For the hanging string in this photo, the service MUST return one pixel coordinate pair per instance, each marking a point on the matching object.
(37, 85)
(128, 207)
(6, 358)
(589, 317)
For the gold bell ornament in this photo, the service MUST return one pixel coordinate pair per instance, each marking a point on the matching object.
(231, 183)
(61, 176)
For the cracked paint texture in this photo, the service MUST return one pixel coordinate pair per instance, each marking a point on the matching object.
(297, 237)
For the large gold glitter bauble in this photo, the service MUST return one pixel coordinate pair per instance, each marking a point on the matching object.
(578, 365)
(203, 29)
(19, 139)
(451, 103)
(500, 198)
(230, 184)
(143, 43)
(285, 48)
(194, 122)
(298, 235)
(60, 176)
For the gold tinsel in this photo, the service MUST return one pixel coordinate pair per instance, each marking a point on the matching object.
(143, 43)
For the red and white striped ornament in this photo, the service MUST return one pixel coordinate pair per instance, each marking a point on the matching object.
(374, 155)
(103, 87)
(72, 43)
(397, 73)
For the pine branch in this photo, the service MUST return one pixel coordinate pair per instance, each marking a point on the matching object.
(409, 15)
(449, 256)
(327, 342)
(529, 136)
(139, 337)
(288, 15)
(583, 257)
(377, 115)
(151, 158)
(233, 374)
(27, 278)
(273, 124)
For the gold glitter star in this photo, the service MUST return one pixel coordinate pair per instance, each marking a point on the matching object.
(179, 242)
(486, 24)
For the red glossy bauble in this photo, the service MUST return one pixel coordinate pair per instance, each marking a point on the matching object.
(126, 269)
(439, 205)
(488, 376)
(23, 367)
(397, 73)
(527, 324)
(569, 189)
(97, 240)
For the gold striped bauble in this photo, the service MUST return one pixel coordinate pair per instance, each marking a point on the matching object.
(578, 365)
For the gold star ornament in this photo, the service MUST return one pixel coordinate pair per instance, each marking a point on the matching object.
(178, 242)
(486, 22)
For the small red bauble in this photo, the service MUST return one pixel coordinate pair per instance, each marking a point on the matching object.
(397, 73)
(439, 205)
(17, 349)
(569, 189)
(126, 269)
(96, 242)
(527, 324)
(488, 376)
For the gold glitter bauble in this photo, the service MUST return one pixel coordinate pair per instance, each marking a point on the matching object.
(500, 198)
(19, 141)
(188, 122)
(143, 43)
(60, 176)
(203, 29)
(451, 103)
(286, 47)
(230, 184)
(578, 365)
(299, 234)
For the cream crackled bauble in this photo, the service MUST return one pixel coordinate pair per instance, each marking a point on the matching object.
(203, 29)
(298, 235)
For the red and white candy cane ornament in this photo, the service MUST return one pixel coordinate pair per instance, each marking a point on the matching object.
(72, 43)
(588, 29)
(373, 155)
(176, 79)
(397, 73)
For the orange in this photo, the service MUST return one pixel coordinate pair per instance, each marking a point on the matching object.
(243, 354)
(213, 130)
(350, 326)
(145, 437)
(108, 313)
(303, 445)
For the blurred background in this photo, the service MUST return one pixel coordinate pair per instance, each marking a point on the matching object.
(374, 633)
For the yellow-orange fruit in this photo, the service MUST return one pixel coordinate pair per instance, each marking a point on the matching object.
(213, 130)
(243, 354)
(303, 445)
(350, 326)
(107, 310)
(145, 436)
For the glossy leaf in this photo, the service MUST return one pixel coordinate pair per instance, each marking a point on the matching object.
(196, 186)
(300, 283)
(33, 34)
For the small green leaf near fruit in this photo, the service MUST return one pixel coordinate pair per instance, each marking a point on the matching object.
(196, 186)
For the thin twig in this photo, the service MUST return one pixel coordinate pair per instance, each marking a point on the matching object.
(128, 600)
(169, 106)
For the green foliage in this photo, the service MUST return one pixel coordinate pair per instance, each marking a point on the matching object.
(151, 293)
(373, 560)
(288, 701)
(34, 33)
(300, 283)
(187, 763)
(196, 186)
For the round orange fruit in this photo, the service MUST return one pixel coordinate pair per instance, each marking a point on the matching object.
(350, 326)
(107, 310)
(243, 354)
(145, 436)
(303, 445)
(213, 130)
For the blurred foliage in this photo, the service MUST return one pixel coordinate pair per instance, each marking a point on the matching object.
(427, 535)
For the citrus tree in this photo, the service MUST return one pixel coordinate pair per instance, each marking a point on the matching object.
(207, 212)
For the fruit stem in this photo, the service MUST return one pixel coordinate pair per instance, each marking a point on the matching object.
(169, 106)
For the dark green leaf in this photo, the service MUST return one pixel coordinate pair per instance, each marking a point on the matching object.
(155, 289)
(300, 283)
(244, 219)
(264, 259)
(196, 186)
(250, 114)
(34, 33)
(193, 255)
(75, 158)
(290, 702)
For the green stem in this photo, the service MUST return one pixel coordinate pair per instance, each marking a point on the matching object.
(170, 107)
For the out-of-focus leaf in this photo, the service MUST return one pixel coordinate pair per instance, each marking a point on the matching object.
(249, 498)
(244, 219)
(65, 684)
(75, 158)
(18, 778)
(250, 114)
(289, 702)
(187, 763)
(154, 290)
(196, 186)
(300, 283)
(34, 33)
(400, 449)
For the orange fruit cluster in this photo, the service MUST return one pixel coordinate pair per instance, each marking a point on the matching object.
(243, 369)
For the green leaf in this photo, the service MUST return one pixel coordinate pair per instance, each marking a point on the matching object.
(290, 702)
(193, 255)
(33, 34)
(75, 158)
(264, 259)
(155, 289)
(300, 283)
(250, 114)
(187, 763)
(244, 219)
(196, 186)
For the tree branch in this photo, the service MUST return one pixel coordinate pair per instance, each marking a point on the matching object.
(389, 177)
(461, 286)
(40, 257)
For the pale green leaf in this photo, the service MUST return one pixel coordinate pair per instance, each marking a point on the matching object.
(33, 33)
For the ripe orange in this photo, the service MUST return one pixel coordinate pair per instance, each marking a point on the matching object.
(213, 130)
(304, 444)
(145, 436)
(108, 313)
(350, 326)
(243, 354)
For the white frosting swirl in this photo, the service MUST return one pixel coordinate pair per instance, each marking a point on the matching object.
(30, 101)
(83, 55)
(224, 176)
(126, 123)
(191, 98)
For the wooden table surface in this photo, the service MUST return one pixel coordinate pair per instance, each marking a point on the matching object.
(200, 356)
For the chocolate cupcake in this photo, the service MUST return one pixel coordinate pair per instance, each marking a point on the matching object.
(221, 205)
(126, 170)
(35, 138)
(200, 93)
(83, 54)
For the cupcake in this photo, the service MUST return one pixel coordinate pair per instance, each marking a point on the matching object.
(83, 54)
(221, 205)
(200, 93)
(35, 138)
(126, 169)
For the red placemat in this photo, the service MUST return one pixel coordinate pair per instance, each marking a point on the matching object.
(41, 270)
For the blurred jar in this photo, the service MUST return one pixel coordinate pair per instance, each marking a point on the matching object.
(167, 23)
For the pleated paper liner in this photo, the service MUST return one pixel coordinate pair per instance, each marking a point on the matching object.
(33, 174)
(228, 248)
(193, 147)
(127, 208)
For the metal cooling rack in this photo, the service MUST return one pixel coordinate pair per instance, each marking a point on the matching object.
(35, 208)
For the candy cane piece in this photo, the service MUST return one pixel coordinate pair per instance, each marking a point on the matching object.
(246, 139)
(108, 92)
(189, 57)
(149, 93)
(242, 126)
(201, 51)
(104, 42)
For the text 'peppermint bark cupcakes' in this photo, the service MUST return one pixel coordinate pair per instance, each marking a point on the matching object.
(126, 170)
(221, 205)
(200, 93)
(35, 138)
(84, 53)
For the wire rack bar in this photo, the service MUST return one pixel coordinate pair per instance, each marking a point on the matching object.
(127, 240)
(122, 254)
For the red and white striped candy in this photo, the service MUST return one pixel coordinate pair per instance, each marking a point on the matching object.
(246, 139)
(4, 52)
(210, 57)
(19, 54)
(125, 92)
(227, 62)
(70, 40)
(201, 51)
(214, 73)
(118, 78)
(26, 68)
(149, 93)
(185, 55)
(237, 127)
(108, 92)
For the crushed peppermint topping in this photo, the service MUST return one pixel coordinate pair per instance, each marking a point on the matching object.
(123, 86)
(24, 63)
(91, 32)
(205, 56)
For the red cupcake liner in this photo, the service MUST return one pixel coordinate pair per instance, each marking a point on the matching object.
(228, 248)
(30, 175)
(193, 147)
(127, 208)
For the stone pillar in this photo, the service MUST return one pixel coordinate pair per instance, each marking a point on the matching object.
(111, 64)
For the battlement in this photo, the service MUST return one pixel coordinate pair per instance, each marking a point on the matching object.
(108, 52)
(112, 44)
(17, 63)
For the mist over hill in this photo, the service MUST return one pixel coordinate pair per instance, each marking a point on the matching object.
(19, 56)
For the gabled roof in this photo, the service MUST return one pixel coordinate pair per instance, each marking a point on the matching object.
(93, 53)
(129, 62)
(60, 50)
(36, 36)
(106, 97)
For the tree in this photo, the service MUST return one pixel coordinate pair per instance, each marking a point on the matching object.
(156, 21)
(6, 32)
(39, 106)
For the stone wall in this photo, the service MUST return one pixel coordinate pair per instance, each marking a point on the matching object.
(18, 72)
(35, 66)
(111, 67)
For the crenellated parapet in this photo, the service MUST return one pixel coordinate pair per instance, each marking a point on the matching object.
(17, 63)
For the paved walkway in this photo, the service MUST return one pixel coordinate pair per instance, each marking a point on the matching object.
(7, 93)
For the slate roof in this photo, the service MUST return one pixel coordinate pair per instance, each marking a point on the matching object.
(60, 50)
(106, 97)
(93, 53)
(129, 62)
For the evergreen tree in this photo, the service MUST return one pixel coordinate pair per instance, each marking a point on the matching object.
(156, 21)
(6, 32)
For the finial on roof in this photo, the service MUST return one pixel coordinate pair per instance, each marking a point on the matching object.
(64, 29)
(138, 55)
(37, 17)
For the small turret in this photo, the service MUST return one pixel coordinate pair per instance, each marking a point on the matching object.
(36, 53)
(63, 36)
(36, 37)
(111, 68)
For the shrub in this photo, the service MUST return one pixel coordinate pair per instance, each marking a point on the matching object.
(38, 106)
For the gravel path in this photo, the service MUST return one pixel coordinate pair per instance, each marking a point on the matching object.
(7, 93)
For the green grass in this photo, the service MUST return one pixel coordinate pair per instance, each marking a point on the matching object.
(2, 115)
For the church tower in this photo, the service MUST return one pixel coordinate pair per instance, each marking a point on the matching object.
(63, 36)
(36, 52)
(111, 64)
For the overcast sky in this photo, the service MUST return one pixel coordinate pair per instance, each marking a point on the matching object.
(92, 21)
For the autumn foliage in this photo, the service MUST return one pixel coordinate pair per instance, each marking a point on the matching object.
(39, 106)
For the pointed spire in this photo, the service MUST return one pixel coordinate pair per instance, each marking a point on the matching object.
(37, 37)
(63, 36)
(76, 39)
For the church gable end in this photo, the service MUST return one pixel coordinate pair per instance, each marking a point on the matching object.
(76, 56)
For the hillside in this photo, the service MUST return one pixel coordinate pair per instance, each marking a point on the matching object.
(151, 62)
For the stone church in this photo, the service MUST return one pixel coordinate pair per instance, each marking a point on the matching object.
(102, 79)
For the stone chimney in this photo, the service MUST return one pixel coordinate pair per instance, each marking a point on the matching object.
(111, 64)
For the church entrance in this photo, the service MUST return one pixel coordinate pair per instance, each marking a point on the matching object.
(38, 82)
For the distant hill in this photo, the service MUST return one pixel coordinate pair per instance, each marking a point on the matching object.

■ WHAT THE TASK REQUIRES ■
Copy out the entries word for word, from the line containing "For the stone chimney" through the end of the entries, including both ends.

■ RESULT OF THIS TASK ■
For the stone chimney in this photo, the service MUST return one pixel coordinate pair per instance, each marking a point on the matching object.
(111, 64)
For the church entrance in this photo, the service MUST return one pixel coordinate pair per instance, each marking a point on the matching object.
(38, 82)
For the distant hill in this photo, the service MUST return one pixel coordinate pair per instance, each marking a point on the matching object.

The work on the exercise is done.